WORKING DATA:
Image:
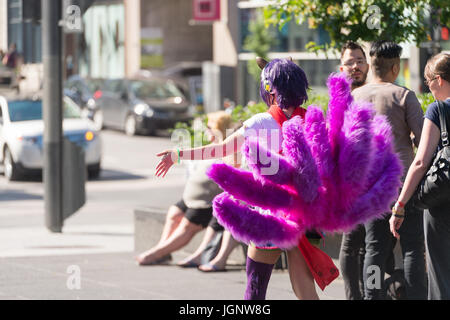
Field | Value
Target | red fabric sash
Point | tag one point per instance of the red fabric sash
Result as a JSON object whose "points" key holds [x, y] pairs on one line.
{"points": [[320, 264]]}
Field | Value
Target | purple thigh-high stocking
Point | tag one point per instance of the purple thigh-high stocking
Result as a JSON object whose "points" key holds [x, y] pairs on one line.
{"points": [[258, 276]]}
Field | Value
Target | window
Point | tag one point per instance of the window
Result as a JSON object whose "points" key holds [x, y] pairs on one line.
{"points": [[24, 33]]}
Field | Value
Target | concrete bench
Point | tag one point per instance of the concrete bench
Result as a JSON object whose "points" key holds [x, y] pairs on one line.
{"points": [[148, 226], [149, 222]]}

REQUIREMENTS: Scale the point coordinates in every answer by 0.5, rounding to whole numbers with halves going up, and write out all the entries again with their requests unchanged. Leave the pictures out.

ANSWER BELOW:
Image:
Field | Value
Target | red fabric sash
Point | tag one point per instance of the red fabric sash
Result as a JSON object whose "points" key holds [x, y] pairs on one line.
{"points": [[160, 132]]}
Field | Value
Target | purple thigh-high stocking
Point | tag one point per instance of the purple thigh-high stocking
Result as a JSON object whose "points" key holds [x, y] pairs on one line.
{"points": [[129, 138]]}
Field | Value
Target | window
Point | tag one point per instance of the window
Result as a JSON object whose "points" key holds [x, y] pairs on one line.
{"points": [[12, 17]]}
Field | Value
Target | concrete bench
Point | tag one point per instance of the concrete bench
Result as a JSON object whose "points" key holds [x, y] pairs on one line.
{"points": [[74, 113], [75, 111]]}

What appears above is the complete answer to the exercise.